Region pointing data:
------------------------------------------------------------------------

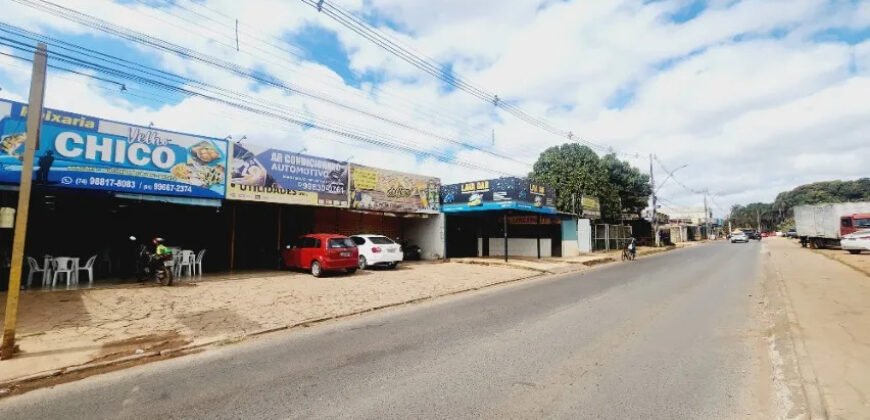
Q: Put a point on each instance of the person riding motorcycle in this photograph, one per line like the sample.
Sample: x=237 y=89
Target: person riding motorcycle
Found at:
x=161 y=253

------------------------------------------------------------------------

» **ACTION ITEM**
The line containing "Sample: x=237 y=89" and every line after it, through the last one above, should be written out word for word.

» **TASK OUTPUT**
Sample: x=237 y=89
Target: person riding motorcycle
Found at:
x=161 y=253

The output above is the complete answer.